TEXT PASSAGE
More recently, an OpenFabrics* Interface (OFI) library relying on Cray uGNI network layer, so-called uGNI OFI provider, has been developed [6, 7]. If the uGNI OFI provider is available on the cluster, it also can be used by Intel® MPI Library instead of DAPL or OFA fabrics:
export I_MPI_FABRICS=OFI
It is often the case that commonly used Intel “mpirun” script or Hydra process manager on Cray systems may conflict with the job scheduler or produce some other side effects. At the National Energy Research Scientific Computing Center (NERSC), the BKM is to use 3rd party Process Management Interface (PMI) library [8]. For example, to use the SLURM PMI:
$export I_MPI_PMI_LIBRARY=/path_to_SLURM_PMI_installation/libpmi.so
$srun -n 32 -c 8 ./mycode.exe
Employing these PMI related settings along with the previously mentioned fabrics settings enables seamless Intel® MPI Library runs on Cray clusters. When in doubt, one can print out the debug information by specifying, e.g., I_MPI_DEBUG=5 runtime knob.
ITAC/MPS tools: working with Intel® MPI and Cray MPI in Cray environment
ITAC and MPS can be used by preloading of LD_PRELOAD=libVT.so or LD_PRELOAD= ibmps_nopapi.so libraries correspondingly [1].
How to use ITAC
By default Cray “cc” compiler wrapper uses a static option. All libraries will be linked statically in this case. Hence we need to link libVT statically as well. To statically link ITAC library, export ITAC environment by running itacvars.sh and compile the program with these additional options
$cc -o test test.c -L$VT_LIB_DIR -lVT $VT_ADD_LIBS
Then run your application as usual and a trace will be collected. Please note that the trace file will be created each time. To use ITAC libraries dynamically with Cray MPI, please compile program with the dynamic libraries, e.g.

GIVEN DATA
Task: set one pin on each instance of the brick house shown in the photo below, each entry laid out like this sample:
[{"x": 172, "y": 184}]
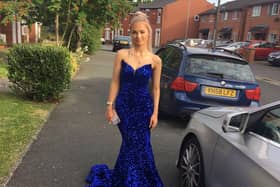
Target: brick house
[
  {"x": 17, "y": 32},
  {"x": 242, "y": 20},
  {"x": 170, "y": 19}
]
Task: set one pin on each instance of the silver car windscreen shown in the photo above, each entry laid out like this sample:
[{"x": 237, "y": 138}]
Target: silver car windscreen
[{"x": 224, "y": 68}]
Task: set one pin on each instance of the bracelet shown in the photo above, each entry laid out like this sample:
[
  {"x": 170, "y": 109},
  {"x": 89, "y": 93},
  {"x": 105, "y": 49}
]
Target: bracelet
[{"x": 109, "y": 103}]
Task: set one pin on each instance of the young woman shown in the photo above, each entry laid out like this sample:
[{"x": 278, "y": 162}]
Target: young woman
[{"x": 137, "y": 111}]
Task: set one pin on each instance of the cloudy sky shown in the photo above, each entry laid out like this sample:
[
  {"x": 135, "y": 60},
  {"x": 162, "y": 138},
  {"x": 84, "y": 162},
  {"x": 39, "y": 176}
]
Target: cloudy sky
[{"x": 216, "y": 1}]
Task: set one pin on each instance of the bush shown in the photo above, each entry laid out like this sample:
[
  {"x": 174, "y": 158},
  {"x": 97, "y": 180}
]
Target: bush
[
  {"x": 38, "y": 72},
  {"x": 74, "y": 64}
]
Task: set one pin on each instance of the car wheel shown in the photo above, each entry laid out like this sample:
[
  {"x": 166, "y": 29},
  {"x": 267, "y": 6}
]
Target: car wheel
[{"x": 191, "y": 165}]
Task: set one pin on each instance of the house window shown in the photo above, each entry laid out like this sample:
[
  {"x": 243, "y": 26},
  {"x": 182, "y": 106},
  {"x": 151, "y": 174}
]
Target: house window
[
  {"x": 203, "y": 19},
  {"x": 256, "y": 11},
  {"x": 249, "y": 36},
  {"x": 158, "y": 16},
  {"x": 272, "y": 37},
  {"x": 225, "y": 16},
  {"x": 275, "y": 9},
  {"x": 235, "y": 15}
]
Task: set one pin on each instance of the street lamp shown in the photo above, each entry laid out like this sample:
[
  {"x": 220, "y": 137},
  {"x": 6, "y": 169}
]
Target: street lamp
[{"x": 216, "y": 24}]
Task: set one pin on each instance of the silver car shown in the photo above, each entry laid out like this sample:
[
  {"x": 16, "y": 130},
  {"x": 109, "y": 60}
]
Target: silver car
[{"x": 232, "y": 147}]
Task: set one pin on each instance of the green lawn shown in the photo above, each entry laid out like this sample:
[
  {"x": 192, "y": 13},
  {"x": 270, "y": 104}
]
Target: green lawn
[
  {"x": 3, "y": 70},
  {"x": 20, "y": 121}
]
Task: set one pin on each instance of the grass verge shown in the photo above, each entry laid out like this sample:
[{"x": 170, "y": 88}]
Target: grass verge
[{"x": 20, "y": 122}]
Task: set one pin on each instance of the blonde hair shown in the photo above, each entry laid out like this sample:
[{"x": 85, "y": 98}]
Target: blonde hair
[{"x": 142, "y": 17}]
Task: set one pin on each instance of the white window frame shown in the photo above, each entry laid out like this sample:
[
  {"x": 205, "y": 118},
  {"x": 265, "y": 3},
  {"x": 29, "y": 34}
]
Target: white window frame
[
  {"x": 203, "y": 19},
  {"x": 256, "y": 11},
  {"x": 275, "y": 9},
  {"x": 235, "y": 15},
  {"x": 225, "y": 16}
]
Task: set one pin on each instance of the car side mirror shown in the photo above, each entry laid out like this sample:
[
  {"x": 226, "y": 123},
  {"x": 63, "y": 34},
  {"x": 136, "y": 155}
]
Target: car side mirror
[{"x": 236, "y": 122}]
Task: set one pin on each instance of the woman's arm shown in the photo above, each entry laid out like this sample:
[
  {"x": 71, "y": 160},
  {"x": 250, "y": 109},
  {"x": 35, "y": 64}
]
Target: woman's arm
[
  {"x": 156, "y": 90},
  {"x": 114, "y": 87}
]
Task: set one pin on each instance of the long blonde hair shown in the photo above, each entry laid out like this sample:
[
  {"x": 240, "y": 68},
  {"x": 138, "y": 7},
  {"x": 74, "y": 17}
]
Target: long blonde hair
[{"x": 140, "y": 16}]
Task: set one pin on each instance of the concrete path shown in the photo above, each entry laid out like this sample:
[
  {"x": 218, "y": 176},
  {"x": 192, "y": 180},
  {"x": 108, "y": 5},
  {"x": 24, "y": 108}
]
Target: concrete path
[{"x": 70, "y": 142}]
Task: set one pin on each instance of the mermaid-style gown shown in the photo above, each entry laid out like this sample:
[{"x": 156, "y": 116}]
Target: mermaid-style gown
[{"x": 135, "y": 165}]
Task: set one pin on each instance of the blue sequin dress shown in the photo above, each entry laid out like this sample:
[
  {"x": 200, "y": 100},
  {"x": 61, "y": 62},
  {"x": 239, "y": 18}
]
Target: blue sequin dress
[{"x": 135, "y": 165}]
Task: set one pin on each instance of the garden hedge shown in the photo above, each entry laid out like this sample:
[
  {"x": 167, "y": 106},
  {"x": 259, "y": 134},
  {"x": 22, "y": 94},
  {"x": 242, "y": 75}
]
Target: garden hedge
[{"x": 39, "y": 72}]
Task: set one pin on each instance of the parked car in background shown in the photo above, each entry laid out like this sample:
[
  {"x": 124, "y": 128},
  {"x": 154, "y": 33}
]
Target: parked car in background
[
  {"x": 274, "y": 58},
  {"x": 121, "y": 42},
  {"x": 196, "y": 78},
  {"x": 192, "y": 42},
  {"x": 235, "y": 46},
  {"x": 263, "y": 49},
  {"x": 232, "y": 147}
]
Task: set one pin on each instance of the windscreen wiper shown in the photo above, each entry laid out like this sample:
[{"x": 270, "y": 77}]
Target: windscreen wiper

SHORT PROBLEM 1
In the passage on Intel MPI and ITAC on Cray systems, why must the ITAC library be linked statically when compiling with the Cray "cc" wrapper? Answer in one to three sentences.
SHORT PROBLEM 2
Continue the passage on using Intel MPI and ITAC on Cray systems from its last sentence.
The records have no connection to the text.

TASK ANSWER 1
By default, the Cray "cc" compiler wrapper uses a static option, so every library is linked statically. The ITAC library therefore has to be linked statically as well.

TASK ANSWER 2
$cc –dynamic –o app_name app_name.c
A similar compilation method can be used with Intel® MPI Library
$mpiicc –o app_name app_name.c:
Then one can preload ITAC library
$export LD_PRELOAD=/path_to_ITAC_installation/intel64/slib/libVT.so
(Note that VT_ROOT runtime variable can be used to simplify run scripts). To access OpenMP* regions (in case of hybrid MPI and OpenMP applications), please use the additional knobs
$export INTEL_LIBITTNOTIFY64=/ path_to_ITAC_installation/intel64/slib /libVT.so
$export KMP_FORKJOIN_FRAMES_MODE=0
With these settings in place, one can use SLURM srun to run an application [9], e.g
$srun -n 8 -c 8 ./app_name
As an additional benefit, in case of dynamic linkage, it is possible to comment out LD_PRELOAD to disable tracing in job scripts.
How to use MPS
To get statistics from an application running with the Intel® MPI Library (this functionality is not available in case of Cray MPI) the recommendation is to use the MPS tool. First, please compile your program with Intel® MPI dynamic libraries (MPS doesn’t have a static version)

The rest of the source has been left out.